● **DOCUMENT SEGMENT**:
For example, a phase 1 trial of the tyrosine kinase inhibitor ponatinib for treating Philadelphia chromosome-positive leukemias using a 3 + 3 algorithm chose the unsafe dose of 45 mg PO daily [14,19]. This later was modified to start with 45 mg PO daily but drop to 15 mg PO daily once ≤1% BCR-ABL was achieved. A phase 1 trial of the monoclonal antibody onartuzumab for treating non–small cell lung cancer using a 3 + 3 algorithm chose a dose with a low response rate [14,20]. This might have been avoided, for example, if a phase 1–2 design using both Res and Tox had been used [12,13,14].

In general, any phase 1 dose-finding design based on Tox alone has a substantial risk of choosing an ineffective dose because it ignores Res. For example, in the extreme case where no responses are seen at any dose, a conventional phase 1 design still will choose an MTD or RP2D, despite the fact that the observed data show the selected dose is likely to be completely ineffective. This problem may also arise with the continual reassessment method (CRM) [17], which chooses each new cohort’s dose to have an estimated Pr(Tox) closest to a fixed target probability. This relies on the underlying assumptions, which are seldomly stated, that both Pr(Tox) and Pr(Res) increase with dose and that there is a trade-off between the risk of Tox and the chance of Res at any given dose. These assumptions were originally motivated by studies of cytotoxic agents, but they may not hold for biological agents, such as cellular therapies. For example, a CRM design with a Pr(Tox) target of 0.25 considers a dose with Pr(Tox) = 0.40 more desirable than a dose with Pr(Tox) = 0.05. A possible rationale for this is the belief that the dose with Pr(Tox) = 0.40 is likely to have a higher Pr(Res) than the dose with Pr(Tox) = 0.05 and that this unknown higher response rate is a trade-off for the 40% Tox rate. This example illustrates why any early-phase clinical trial design should include explicit decision criteria that use both Res and Tox, rather than only using Tox [12,13].

● **DATASET SECTION**:
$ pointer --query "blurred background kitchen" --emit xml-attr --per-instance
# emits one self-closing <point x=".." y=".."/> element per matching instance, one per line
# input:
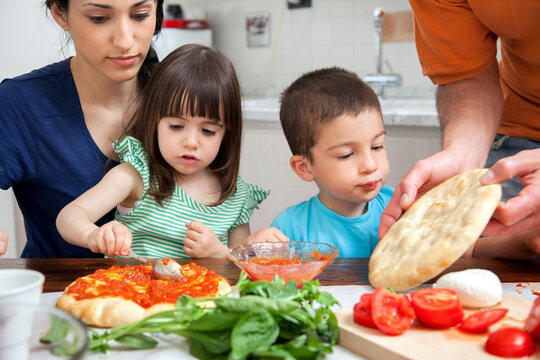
<point x="271" y="43"/>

● **EXERCISE**: Translate this sentence from the passage on dose-finding trial designs into Spanish: "These assumptions were originally motivated by studies of cytotoxic agents, but they may not hold for biological agents, such as cellular therapies."

● **EXERCISE RESULT**: Estos supuestos surgieron originalmente de estudios de agentes citotóxicos, pero es posible que no se cumplan en el caso de agentes biológicos, como las terapias celulares.